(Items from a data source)
——
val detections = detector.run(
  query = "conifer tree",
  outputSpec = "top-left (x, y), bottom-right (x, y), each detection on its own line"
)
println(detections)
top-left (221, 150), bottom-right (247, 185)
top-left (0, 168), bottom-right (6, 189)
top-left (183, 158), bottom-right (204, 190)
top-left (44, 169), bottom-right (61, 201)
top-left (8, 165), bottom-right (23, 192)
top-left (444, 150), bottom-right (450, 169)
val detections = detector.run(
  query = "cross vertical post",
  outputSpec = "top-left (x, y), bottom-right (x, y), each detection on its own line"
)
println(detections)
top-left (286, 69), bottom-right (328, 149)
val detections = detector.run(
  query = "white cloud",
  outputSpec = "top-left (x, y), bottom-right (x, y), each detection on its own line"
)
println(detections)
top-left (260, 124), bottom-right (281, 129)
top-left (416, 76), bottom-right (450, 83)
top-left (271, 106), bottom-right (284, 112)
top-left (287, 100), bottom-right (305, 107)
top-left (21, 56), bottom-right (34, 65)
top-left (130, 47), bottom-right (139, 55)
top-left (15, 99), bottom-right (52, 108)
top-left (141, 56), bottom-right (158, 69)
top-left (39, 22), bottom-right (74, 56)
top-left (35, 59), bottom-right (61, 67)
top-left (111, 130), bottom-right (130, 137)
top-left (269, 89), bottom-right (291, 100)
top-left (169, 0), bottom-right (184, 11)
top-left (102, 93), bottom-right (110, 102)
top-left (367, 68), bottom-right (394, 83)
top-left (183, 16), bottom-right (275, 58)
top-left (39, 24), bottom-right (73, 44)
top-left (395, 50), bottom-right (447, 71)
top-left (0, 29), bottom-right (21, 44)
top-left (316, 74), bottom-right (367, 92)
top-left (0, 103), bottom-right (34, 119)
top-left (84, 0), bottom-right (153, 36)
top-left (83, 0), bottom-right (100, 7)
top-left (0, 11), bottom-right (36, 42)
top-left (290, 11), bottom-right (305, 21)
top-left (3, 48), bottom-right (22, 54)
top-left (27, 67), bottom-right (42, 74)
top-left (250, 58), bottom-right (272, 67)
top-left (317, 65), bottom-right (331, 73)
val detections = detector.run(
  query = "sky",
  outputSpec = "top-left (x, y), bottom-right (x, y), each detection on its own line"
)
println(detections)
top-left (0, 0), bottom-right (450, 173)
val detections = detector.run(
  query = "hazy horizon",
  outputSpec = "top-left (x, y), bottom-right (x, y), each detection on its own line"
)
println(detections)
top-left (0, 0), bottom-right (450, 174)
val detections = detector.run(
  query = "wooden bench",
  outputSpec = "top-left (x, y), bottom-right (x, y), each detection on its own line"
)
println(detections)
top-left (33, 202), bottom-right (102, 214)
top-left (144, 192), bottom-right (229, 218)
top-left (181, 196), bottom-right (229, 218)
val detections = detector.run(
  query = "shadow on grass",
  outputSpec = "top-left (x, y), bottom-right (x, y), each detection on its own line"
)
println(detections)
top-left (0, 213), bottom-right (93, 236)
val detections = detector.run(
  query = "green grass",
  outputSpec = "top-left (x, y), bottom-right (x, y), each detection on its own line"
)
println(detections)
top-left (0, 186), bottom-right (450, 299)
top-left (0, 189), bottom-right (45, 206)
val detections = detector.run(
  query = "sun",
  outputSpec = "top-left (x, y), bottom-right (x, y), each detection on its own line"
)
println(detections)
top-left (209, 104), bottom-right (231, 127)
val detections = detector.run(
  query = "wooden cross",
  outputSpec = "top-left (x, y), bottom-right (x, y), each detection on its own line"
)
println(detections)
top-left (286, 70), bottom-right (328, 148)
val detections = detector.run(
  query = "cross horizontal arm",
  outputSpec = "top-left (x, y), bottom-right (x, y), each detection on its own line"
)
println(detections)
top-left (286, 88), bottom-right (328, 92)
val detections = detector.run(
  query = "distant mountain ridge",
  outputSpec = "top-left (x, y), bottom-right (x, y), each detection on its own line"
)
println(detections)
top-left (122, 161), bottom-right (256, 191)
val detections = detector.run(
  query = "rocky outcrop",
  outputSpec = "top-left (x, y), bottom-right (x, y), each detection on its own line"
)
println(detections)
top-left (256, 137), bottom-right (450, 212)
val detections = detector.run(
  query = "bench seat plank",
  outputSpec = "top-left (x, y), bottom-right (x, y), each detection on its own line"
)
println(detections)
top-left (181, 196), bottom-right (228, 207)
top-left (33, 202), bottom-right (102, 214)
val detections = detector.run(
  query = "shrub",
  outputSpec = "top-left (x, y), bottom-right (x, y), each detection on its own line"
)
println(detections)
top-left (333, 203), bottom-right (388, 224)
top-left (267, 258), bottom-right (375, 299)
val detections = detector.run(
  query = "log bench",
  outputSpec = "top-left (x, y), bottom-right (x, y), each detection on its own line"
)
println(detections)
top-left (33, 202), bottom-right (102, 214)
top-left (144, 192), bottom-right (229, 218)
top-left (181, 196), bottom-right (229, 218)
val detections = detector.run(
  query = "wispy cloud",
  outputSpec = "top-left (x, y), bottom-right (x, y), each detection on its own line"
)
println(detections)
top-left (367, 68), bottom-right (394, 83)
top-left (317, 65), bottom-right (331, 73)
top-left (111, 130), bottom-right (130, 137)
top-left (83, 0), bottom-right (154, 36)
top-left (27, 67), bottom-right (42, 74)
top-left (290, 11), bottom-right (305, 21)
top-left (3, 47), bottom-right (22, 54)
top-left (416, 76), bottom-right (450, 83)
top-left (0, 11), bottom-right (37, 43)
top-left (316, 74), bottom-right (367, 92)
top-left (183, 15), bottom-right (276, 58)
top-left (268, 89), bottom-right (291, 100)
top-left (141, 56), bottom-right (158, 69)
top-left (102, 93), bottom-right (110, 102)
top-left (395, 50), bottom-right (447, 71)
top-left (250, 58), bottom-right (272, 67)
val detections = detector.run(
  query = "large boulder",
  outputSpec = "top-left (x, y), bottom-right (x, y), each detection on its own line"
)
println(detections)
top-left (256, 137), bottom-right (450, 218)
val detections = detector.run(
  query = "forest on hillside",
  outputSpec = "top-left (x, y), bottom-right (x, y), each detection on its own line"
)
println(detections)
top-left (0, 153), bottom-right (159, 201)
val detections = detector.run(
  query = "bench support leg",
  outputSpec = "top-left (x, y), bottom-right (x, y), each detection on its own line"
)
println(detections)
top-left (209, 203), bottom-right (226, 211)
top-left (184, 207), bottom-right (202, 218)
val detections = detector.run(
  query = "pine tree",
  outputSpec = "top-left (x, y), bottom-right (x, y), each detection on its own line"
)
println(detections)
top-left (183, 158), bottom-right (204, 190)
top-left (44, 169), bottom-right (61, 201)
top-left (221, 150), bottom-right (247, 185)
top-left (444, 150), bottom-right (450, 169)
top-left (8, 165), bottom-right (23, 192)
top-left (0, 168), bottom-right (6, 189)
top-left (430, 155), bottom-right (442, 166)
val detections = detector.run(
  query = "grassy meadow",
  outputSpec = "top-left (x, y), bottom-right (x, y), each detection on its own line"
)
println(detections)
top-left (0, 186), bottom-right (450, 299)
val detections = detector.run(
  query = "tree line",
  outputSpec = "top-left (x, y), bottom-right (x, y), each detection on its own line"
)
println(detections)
——
To be done:
Find every line in the records that contains the word "tree" and copy each one out. Case counts.

Full answer:
  query = "conifer tree",
  query = "pine tree",
  query = "tree line",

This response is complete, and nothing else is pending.